§ **Work required**
Please return each record below exactly, with nothing left out.

§ **Provided entries**
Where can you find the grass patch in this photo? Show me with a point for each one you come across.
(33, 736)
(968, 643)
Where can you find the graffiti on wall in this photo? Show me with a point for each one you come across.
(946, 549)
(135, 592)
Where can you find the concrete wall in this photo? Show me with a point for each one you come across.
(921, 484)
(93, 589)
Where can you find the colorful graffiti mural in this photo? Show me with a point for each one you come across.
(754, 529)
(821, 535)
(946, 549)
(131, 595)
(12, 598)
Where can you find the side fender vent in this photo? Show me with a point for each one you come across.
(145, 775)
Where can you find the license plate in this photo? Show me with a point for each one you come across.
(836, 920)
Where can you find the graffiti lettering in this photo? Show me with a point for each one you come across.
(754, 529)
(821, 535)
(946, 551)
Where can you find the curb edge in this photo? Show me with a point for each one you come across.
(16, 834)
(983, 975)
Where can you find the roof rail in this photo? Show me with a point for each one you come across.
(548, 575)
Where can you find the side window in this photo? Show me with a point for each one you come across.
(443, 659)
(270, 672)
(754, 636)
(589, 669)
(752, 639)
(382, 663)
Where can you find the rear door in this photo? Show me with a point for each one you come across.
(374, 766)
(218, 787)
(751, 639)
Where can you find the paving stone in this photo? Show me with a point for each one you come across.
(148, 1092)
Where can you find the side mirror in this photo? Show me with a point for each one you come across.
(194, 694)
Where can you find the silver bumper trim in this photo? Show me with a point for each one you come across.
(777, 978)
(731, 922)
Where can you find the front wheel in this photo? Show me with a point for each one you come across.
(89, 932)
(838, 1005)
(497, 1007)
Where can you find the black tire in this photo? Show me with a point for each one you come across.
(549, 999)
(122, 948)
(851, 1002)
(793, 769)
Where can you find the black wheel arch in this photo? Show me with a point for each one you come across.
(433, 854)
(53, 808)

§ **Answer space**
Where can you find the grass patch in this photo? Show me with a point for each one you come across.
(33, 736)
(968, 643)
Where can you find the graffiti on wall in this photo? Show me with a point for each one you come across.
(946, 549)
(135, 592)
Where can you find the concrete wall in this photo? Show me with a point for each one you come across.
(921, 484)
(93, 589)
Where can you find the colorful graffiti mural in this photo? Show me with a point for each one you come across.
(754, 529)
(821, 535)
(946, 549)
(131, 595)
(12, 598)
Where can you find the side fender vent in this photo? Show me with a point for each one you come across.
(145, 775)
Where can you find the license plate in this photo? Show me with a point for each one you come across.
(836, 920)
Where can you find the graffiti lettering in this photo? Show me with a point for each one you come across.
(754, 529)
(821, 535)
(946, 551)
Where can you find the curb edge in this photo? Show me with a point for each one you come across.
(16, 834)
(983, 975)
Where can you find the roof rail in this photo? Show me with a point for each one you come across.
(548, 575)
Where can you find the side window in this photo? Show me with a point for each one you come across.
(443, 659)
(270, 672)
(754, 636)
(589, 669)
(752, 639)
(382, 663)
Where can you find the rear door in this photo? Show me with a point for each one you come across.
(374, 766)
(218, 787)
(751, 639)
Where can you find the paving stone in this photo? Show me with a point for each one you come across.
(148, 1092)
Where can you find the side mirror in this photo? Show me with a point for each one you come across.
(194, 694)
Where can you find the silver bumper trim in this photo? Show me with a point for each one you come across.
(777, 978)
(731, 922)
Where can you find the front wheel in this photo? Show me with a point for each one you come across.
(89, 932)
(838, 1005)
(497, 1007)
Where can you find the black tire in this photo? Show me with a point for each one you come across.
(549, 999)
(122, 948)
(851, 1002)
(793, 769)
Where can you find the black wheel arch in this photo? Show me with a point for each one you come across.
(433, 854)
(53, 808)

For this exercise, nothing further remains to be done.